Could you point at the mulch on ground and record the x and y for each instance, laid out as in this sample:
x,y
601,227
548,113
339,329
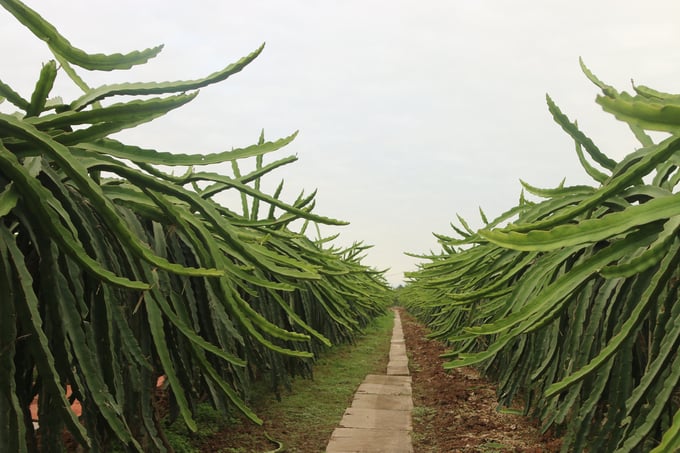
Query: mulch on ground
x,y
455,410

==

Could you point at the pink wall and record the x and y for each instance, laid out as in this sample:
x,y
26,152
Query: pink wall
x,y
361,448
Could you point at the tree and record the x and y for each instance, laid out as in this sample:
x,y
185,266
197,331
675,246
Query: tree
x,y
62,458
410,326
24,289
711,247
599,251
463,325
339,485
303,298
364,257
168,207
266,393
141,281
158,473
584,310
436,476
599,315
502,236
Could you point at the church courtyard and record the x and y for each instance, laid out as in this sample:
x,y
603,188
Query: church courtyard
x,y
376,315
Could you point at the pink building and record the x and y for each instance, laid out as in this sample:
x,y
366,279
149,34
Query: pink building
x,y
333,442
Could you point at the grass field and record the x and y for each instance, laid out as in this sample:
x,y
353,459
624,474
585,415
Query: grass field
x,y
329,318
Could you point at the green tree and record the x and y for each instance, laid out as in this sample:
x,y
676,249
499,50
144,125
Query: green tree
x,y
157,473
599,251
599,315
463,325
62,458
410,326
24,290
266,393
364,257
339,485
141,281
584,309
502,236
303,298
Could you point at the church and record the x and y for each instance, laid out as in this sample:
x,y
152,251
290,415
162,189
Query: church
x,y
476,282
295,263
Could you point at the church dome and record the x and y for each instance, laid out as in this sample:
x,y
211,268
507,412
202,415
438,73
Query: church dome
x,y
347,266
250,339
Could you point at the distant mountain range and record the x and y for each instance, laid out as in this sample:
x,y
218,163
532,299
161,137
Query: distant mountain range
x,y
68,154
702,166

==

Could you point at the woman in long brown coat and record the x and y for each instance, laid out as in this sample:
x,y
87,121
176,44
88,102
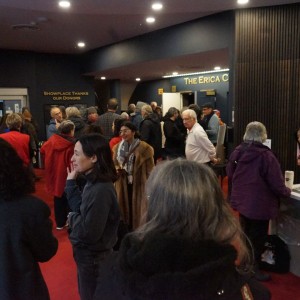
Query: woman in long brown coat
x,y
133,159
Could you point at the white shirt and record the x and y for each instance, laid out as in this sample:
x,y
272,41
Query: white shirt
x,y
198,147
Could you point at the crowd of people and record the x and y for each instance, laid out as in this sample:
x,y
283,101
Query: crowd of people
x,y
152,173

- TO BE DONE
Count the lines in the entries above that contain the string "long", and give only the number.

- OUTPUT
2